=== Required work ===
In the listing, starting at the line that contains "Target: trekking pole" and ending at the end of the listing, swap "Annotate" for "Place" and write those lines out again with nothing else changed.

=== Dataset records ===
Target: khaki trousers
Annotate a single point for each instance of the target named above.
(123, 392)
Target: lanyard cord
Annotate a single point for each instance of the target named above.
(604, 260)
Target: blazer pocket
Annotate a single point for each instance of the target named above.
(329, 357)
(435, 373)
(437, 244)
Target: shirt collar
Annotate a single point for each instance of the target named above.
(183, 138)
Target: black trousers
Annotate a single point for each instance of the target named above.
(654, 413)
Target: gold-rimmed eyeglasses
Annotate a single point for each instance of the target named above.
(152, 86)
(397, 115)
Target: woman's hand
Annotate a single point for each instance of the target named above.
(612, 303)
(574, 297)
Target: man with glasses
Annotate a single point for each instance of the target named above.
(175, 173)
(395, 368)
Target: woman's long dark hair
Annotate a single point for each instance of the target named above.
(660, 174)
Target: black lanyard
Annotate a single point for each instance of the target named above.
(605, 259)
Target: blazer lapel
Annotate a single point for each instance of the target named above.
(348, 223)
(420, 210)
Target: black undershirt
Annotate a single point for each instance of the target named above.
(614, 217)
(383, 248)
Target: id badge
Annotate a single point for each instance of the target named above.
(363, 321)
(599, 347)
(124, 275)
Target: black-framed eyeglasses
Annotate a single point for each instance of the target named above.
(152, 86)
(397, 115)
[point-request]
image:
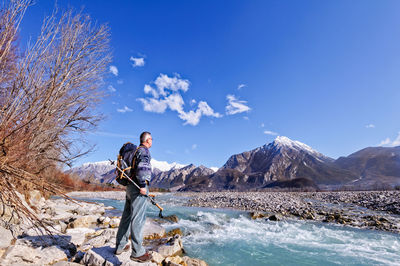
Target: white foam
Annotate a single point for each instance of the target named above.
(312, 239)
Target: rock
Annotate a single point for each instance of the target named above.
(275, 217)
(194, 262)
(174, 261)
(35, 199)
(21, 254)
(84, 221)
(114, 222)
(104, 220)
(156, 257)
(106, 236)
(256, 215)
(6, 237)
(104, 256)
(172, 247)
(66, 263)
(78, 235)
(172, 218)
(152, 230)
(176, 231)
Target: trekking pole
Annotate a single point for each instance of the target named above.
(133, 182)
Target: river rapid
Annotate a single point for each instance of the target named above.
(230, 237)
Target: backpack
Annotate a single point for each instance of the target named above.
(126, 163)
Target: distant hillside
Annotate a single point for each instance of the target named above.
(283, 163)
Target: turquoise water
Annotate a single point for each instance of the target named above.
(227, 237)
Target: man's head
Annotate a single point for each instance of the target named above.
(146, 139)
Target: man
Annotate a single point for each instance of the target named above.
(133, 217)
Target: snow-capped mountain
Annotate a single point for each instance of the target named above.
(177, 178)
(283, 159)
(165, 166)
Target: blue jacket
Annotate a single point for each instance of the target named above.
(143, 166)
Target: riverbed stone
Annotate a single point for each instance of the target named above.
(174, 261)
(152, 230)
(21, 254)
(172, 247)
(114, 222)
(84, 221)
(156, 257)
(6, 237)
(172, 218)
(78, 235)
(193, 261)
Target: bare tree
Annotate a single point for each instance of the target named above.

=== Response to the task ===
Target: trekking pole
Place a single point for each instance of the target named above.
(133, 182)
Target: river rapid
Place a single point for each instance of the target named above.
(230, 237)
Target: backpack
Place a single point for each instance of the target named above.
(126, 163)
Target: distant hillside
Place a single point for each instance of the target named above.
(283, 163)
Target: turquoise water
Place a single point for each instance of the target named above.
(227, 237)
Target: man's head
Place a single point for each instance of the target named above.
(146, 139)
Target: man
Place a single point for each instance of the target named above.
(133, 217)
Target: snow-capped mountain
Place a single point for each instance of the target named above.
(177, 178)
(283, 159)
(165, 166)
Target: blue jacket
Place a single point for each instance of the target named above.
(143, 166)
Target: riverbed stone
Place a single point for each instance of the target named above.
(174, 261)
(152, 230)
(21, 254)
(172, 247)
(114, 222)
(84, 221)
(156, 257)
(6, 237)
(172, 218)
(78, 235)
(193, 261)
Target: bare tree
Place a single point for each instance of the target named above.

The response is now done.